◆ **Work to be completed**
Please copy the data word for word, from its first line up to and including the line that contains "xmin=247 ymin=261 xmax=563 ymax=377".
======== Source records
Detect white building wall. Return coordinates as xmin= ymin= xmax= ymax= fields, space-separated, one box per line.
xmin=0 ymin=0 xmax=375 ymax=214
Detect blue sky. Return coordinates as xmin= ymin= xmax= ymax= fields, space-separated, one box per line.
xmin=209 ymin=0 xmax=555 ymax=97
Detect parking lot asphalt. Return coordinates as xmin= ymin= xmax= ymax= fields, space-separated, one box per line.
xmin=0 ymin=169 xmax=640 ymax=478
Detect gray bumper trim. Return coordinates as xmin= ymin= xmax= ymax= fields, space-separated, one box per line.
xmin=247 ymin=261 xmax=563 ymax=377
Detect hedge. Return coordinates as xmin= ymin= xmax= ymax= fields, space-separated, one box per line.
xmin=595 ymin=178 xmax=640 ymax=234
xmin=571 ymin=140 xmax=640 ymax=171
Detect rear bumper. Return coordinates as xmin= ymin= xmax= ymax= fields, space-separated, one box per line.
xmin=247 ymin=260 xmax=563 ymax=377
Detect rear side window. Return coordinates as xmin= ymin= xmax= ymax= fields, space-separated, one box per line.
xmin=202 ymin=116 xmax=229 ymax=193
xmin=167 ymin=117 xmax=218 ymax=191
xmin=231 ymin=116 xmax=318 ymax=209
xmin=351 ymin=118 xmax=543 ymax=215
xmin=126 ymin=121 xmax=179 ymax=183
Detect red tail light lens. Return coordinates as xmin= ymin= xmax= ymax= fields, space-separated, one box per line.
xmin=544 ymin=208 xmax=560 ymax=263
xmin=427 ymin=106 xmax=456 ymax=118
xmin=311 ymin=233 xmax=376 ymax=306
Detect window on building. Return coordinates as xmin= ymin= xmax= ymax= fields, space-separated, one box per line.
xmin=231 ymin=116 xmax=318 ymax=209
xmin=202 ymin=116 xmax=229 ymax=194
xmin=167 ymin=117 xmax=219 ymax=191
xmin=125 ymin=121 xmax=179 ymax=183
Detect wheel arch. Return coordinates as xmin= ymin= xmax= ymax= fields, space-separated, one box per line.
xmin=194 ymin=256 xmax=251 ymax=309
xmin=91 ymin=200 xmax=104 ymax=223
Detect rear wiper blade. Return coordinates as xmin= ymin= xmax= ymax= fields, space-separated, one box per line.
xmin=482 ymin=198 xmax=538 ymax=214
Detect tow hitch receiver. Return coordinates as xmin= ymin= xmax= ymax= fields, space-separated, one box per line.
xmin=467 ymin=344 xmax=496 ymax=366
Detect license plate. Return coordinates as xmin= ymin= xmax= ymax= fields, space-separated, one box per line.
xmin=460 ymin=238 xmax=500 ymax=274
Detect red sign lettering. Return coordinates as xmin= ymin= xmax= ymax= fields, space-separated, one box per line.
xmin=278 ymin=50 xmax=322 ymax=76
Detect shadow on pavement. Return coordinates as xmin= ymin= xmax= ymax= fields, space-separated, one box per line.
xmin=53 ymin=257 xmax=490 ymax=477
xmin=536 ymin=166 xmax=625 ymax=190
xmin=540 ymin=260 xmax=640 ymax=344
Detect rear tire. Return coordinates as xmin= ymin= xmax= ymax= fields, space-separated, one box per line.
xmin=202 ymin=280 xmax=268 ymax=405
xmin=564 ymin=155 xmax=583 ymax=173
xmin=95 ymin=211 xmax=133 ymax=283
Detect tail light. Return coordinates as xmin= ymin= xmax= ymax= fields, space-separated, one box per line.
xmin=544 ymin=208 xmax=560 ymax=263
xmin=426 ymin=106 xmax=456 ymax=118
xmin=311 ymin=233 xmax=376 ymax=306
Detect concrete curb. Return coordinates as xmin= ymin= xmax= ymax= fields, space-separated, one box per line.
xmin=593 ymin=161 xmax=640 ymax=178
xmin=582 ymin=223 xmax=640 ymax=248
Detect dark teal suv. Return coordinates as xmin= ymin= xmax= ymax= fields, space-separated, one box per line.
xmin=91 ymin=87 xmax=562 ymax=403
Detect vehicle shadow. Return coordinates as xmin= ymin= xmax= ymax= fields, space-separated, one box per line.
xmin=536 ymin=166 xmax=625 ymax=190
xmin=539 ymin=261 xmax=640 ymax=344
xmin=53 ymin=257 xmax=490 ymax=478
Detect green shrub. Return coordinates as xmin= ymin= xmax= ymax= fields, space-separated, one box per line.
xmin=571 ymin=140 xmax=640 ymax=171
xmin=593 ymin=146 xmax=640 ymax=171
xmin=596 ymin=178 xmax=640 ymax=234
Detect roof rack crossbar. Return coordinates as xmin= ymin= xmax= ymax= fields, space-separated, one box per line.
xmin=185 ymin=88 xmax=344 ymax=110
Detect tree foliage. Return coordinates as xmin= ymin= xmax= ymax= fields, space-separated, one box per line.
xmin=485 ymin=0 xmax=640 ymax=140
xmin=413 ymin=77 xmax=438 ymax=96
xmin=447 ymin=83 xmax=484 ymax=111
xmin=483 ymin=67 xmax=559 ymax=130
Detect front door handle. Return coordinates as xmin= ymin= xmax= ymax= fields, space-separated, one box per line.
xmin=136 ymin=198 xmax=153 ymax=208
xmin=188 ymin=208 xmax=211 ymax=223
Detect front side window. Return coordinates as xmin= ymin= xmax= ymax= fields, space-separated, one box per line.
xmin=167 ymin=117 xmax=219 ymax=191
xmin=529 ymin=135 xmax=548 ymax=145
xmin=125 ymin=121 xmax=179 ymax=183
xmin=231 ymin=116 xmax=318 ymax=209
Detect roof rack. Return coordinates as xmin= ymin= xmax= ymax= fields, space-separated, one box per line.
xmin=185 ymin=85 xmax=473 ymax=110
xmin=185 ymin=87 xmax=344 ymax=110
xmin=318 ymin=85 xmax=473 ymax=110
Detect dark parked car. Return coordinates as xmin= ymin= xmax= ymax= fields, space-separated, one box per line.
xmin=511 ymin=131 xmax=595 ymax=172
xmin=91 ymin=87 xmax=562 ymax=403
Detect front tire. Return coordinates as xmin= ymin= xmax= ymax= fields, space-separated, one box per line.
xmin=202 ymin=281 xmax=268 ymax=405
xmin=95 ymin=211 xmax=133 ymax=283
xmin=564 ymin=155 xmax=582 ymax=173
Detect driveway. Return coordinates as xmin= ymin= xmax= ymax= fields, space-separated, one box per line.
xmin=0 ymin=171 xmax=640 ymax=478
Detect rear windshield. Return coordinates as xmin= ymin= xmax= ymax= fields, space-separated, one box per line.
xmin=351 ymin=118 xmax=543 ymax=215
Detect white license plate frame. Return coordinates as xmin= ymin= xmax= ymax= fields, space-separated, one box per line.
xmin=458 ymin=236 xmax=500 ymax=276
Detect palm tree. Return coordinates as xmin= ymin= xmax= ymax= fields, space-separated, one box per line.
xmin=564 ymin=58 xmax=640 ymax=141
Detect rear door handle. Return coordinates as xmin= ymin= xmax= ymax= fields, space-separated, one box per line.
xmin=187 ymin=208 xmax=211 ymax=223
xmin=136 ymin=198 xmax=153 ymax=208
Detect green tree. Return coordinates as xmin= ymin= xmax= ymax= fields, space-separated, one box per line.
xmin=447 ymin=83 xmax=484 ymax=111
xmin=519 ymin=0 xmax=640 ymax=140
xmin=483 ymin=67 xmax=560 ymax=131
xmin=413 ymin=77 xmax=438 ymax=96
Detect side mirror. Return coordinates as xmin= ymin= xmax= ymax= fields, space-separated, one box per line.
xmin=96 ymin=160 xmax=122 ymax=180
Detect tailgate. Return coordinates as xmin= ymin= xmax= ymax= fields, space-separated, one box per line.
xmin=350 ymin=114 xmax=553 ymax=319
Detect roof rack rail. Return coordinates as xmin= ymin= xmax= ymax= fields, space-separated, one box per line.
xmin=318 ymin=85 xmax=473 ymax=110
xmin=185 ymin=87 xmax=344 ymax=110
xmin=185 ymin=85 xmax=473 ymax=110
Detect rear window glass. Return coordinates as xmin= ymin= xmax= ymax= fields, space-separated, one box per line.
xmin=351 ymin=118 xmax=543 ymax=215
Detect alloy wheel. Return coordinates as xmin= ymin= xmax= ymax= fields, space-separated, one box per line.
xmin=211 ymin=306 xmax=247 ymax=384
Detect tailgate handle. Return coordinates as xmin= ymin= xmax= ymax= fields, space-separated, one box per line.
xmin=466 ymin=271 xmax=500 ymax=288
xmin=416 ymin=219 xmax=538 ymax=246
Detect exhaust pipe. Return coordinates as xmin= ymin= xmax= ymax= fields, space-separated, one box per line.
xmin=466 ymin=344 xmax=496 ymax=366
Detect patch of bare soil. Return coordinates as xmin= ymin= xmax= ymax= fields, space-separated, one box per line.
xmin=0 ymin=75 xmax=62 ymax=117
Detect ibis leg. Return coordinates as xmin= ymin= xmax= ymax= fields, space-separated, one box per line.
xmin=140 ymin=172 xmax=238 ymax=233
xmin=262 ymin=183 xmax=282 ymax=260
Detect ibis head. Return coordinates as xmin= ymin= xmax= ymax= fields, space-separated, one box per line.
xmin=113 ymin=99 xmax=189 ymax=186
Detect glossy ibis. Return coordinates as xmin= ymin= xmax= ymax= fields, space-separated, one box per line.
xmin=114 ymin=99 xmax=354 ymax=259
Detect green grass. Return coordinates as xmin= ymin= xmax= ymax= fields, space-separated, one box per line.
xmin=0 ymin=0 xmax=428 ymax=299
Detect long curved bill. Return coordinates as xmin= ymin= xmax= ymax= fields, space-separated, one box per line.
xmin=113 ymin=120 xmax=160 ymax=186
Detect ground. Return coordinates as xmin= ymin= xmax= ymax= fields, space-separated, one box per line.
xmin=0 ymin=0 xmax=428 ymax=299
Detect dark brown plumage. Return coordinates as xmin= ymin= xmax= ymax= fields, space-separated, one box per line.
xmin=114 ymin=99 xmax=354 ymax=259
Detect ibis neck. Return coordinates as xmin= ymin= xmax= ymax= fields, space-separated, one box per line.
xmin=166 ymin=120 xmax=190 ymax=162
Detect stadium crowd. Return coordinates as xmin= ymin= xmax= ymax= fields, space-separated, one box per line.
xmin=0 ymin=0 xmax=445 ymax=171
================
◆ **Answer to this problem**
Detect white building wall. Return coordinates as xmin= ymin= xmax= ymax= fields, space-separated, one box per line.
xmin=0 ymin=0 xmax=375 ymax=214
Detect blue sky. Return coordinates as xmin= ymin= xmax= ymax= fields, space-separated, one box per line.
xmin=209 ymin=0 xmax=555 ymax=97
Detect parking lot asphalt. Return coordinates as xmin= ymin= xmax= ymax= fields, space-separated, one box per line.
xmin=0 ymin=169 xmax=640 ymax=478
Detect gray bumper trim. Return coordinates as xmin= ymin= xmax= ymax= fields, space-separated, one box per line.
xmin=247 ymin=261 xmax=563 ymax=377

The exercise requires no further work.